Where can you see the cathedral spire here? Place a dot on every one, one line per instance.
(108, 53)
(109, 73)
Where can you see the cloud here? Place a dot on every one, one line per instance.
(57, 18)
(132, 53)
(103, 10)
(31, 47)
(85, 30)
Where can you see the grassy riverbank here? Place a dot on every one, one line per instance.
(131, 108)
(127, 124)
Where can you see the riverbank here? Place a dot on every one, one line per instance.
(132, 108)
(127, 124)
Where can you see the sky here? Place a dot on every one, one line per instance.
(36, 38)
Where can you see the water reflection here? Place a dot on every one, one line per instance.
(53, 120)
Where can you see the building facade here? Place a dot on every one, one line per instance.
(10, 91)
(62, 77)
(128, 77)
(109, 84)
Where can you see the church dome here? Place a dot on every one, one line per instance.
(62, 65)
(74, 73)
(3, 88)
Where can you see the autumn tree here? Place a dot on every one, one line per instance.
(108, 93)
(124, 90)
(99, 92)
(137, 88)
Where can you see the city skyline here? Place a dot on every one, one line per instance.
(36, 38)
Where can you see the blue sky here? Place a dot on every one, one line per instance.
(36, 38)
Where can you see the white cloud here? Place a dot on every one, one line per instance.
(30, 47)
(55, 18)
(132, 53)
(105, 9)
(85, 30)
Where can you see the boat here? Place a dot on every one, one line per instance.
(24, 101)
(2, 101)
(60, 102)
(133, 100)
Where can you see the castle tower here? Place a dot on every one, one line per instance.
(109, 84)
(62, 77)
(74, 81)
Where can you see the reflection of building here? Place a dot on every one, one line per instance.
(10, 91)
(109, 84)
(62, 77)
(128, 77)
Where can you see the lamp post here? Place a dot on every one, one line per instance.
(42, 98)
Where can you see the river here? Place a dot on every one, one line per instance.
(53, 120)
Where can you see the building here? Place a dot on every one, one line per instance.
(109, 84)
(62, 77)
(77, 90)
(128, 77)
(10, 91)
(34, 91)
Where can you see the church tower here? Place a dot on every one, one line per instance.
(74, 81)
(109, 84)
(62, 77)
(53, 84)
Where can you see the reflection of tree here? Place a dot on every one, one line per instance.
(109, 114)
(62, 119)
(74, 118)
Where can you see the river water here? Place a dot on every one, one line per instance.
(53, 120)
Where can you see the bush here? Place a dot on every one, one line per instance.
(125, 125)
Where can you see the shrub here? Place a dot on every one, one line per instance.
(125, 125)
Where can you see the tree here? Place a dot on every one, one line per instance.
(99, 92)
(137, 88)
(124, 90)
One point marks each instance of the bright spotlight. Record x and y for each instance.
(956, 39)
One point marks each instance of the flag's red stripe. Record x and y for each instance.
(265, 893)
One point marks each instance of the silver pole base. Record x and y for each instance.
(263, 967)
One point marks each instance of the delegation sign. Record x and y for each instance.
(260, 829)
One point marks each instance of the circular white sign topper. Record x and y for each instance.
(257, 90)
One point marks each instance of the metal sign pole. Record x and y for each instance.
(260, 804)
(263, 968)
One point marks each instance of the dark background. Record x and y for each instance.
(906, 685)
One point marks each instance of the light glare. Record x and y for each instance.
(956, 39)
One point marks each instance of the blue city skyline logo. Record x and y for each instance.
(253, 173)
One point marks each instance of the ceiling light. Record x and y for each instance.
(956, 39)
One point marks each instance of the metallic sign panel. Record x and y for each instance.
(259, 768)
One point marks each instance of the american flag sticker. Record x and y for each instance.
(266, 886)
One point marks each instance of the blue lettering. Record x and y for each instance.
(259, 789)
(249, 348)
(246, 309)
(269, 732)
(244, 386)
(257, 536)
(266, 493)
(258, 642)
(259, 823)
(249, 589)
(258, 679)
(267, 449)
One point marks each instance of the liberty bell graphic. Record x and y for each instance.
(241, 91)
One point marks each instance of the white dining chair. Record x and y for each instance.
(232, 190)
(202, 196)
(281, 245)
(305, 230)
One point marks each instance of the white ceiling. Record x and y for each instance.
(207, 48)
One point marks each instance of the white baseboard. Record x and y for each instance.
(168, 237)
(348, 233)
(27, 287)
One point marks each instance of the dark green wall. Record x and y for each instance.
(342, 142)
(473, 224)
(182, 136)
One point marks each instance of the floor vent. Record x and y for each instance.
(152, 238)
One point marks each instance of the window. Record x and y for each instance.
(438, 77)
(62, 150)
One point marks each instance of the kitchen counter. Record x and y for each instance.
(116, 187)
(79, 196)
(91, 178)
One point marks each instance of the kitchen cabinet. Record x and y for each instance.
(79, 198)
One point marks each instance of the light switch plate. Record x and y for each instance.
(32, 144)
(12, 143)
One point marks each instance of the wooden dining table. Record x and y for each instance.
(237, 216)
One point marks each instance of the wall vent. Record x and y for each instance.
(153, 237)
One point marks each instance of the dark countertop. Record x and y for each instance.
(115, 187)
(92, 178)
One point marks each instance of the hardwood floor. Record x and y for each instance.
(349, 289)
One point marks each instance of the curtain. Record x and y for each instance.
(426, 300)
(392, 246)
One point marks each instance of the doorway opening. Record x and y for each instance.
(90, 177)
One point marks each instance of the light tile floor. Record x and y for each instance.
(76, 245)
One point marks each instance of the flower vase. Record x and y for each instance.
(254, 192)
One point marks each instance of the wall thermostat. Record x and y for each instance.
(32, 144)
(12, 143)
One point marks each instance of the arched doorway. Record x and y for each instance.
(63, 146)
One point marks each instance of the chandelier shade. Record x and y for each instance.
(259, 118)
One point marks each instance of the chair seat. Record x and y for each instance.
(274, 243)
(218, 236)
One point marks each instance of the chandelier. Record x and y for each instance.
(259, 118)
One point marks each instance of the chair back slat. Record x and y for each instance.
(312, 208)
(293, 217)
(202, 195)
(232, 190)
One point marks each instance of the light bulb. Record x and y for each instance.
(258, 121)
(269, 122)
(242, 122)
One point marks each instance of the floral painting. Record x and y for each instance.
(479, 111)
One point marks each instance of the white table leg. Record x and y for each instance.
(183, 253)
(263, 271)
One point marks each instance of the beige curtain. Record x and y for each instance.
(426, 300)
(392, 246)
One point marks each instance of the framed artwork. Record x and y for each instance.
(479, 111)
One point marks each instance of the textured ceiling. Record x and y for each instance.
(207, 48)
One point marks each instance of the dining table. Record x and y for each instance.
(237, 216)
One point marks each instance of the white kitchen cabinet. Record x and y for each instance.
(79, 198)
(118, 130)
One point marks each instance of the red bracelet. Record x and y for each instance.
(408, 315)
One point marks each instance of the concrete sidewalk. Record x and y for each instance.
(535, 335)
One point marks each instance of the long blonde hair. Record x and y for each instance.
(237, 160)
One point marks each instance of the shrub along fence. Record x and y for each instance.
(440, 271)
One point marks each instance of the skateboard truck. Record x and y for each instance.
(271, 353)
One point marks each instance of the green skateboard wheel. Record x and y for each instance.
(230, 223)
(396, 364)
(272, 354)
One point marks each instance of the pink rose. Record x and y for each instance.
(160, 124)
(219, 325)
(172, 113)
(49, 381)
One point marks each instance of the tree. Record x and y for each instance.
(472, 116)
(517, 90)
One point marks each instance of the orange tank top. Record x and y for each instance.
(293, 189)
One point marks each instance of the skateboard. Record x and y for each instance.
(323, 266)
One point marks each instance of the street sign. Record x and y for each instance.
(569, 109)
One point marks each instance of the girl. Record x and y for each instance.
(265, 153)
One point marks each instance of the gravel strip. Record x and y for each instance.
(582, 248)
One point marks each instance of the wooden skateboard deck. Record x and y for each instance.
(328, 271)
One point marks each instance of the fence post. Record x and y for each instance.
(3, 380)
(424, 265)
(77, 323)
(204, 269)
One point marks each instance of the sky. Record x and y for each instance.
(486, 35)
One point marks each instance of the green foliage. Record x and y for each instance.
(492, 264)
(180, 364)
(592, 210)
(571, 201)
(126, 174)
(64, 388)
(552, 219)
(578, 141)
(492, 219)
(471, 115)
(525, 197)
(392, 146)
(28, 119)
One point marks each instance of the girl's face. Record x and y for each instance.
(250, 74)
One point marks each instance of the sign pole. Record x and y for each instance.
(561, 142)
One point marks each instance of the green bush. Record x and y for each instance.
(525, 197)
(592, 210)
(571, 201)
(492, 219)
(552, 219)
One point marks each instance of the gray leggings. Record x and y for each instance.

### WORK INSTRUCTION
Everything from the line that contains "One point marks each instance of the girl." through the final line of the listing is to be restated word for word, and nothing more.

### WRITTEN ANSWER
One point marks each instance of the girl. Record x and y for each instance.
(265, 153)
One point marks each instance of the gravel strip. Record x and y for each instance.
(582, 248)
One point marks each instance of the wooden skateboard deck. Record x and y for each instance.
(328, 271)
One point marks each instance of the fence post. Record x and y for each instance.
(3, 380)
(424, 265)
(77, 323)
(204, 269)
One point marks each instance of the sky. Record x and y for each instance.
(486, 35)
One point marks each instance of the green foliage. Record x and y for each instance.
(492, 264)
(180, 364)
(592, 210)
(571, 201)
(126, 174)
(64, 388)
(552, 219)
(578, 141)
(492, 219)
(471, 115)
(525, 197)
(392, 146)
(28, 119)
One point marks each instance of the girl's face. Record x and y for each instance.
(250, 74)
One point marks each instance of the sign pole. Record x and y for each instance.
(561, 142)
One point marks each instance of the green bush. Record x and y for each instance.
(525, 197)
(592, 210)
(571, 201)
(492, 219)
(552, 219)
One point marks each instance of the gray leggings. Record x and y for each instance.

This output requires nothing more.